▶ _SOURCE EXCERPT_
----------
Review: The New Encyclopedia of Southern Culture: Agriculture & Industry

Melissa Walker, James Cobb, and Charles Reagan Wilson (Eds.), "The New Encyclopedia of Southern Culture: Agriculture & Industry"
Melissa Walker, James Cobb, and Charles Reagan Wilson (Eds.), “The New Encyclopedia of Southern Culture: Agriculture & Industry”

Dixie

The New Encyclopedia of Southern Culture: Agriculture & Industry is Volume 11 of a 24 part series sponsored by the Center for the Study of Southern Culture at the University of Mississippi and the Center for the Study of the American South at the University of North Carolina.

Chuck Thompson cites this series in Better Off Without ‘Em: A Northern Manifesto for Southern SecessionIn my view, the chapter on the modern Southern economy was the weakest part of Thompson’s book, and his brief treatment of this important subject is what drew my attention to his sources.

Gregory Hood recently argued at Counter-Currents that secession is “the only way out” and “it’s more realistic than donating to Rand Paul, vainly hoping that someday he’ll cut foreign aid.” I consider it self evident that the existence of the Union with the Northeast and the West Coast is the major factor driving America’s racial and cultural decline.
----------
[Position annotation records]
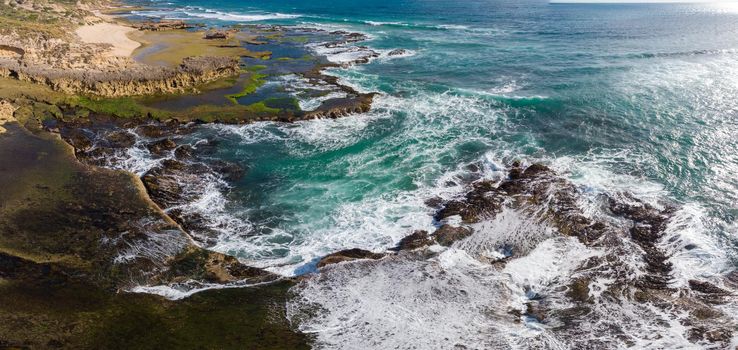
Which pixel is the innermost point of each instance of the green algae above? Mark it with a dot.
(252, 82)
(59, 286)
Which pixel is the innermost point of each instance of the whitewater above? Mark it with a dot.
(616, 99)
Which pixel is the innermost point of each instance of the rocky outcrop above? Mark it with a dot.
(164, 25)
(340, 107)
(417, 239)
(138, 80)
(6, 114)
(348, 255)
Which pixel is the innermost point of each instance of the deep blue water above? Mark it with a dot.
(640, 98)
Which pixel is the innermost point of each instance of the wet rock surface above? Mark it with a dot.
(174, 173)
(627, 253)
(348, 255)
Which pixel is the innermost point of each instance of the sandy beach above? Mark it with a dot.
(109, 33)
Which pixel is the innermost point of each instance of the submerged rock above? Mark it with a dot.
(417, 239)
(397, 52)
(348, 255)
(446, 235)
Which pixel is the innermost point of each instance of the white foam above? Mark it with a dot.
(236, 17)
(187, 288)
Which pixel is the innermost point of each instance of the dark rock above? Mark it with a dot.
(184, 152)
(348, 255)
(78, 140)
(165, 25)
(579, 290)
(397, 52)
(707, 288)
(446, 235)
(217, 34)
(151, 130)
(121, 139)
(162, 184)
(415, 240)
(161, 146)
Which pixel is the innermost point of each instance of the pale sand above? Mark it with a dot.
(109, 33)
(6, 114)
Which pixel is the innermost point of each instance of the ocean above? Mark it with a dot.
(636, 98)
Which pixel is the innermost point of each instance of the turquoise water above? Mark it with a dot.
(617, 98)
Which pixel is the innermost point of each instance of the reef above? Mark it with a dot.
(628, 237)
(93, 257)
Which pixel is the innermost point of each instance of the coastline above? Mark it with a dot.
(82, 225)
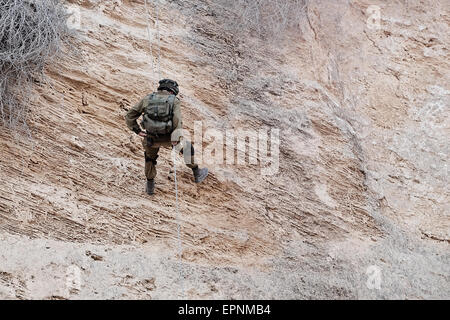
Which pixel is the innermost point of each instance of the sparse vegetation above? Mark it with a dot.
(32, 33)
(266, 18)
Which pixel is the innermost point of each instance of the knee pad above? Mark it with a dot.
(148, 159)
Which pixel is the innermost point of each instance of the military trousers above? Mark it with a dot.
(152, 146)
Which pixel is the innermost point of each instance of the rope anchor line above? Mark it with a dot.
(180, 248)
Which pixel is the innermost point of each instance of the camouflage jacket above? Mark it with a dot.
(135, 112)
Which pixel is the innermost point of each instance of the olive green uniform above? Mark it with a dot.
(152, 143)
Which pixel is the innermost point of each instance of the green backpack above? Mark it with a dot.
(158, 114)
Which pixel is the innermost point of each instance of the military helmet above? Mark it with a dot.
(167, 84)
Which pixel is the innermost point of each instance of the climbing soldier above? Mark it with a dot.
(163, 126)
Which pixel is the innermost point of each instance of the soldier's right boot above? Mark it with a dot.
(150, 189)
(199, 174)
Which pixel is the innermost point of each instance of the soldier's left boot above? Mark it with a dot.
(199, 174)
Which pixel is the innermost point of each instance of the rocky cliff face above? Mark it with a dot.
(361, 102)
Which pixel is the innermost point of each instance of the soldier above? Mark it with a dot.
(162, 123)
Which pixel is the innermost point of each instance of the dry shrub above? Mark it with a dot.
(32, 34)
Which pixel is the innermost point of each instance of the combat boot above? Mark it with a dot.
(200, 174)
(150, 189)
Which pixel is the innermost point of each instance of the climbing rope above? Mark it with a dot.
(180, 248)
(150, 38)
(159, 40)
(149, 35)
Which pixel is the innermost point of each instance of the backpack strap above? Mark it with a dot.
(171, 101)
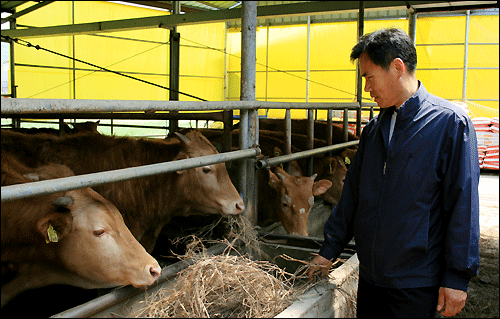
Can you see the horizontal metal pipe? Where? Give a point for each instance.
(308, 105)
(20, 191)
(23, 105)
(268, 162)
(146, 116)
(116, 296)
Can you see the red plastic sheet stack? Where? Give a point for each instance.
(487, 140)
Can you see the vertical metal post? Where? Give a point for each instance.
(16, 121)
(307, 57)
(345, 126)
(466, 58)
(288, 138)
(310, 140)
(174, 66)
(359, 81)
(13, 87)
(73, 38)
(249, 127)
(227, 115)
(412, 24)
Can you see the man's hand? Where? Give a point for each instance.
(450, 301)
(319, 264)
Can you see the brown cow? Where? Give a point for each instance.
(287, 199)
(75, 238)
(148, 203)
(332, 168)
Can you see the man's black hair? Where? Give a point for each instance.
(385, 45)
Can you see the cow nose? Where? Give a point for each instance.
(155, 272)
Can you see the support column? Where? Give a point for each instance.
(359, 80)
(249, 120)
(174, 66)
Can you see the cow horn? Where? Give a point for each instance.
(63, 201)
(183, 138)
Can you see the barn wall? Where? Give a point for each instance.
(440, 42)
(140, 53)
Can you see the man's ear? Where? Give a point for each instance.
(399, 66)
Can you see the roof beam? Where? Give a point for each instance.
(167, 21)
(25, 11)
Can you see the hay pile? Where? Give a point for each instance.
(227, 285)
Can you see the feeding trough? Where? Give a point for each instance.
(331, 297)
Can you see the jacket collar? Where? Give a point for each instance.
(410, 107)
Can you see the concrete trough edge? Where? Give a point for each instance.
(328, 299)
----------
▶ _GOAL_
In the review, which volume of its series is the Agriculture & Industry encyclopedia, and how many parts does that series have?

▶ _TASK RESULT_
It is Volume 11 of a 24-part series.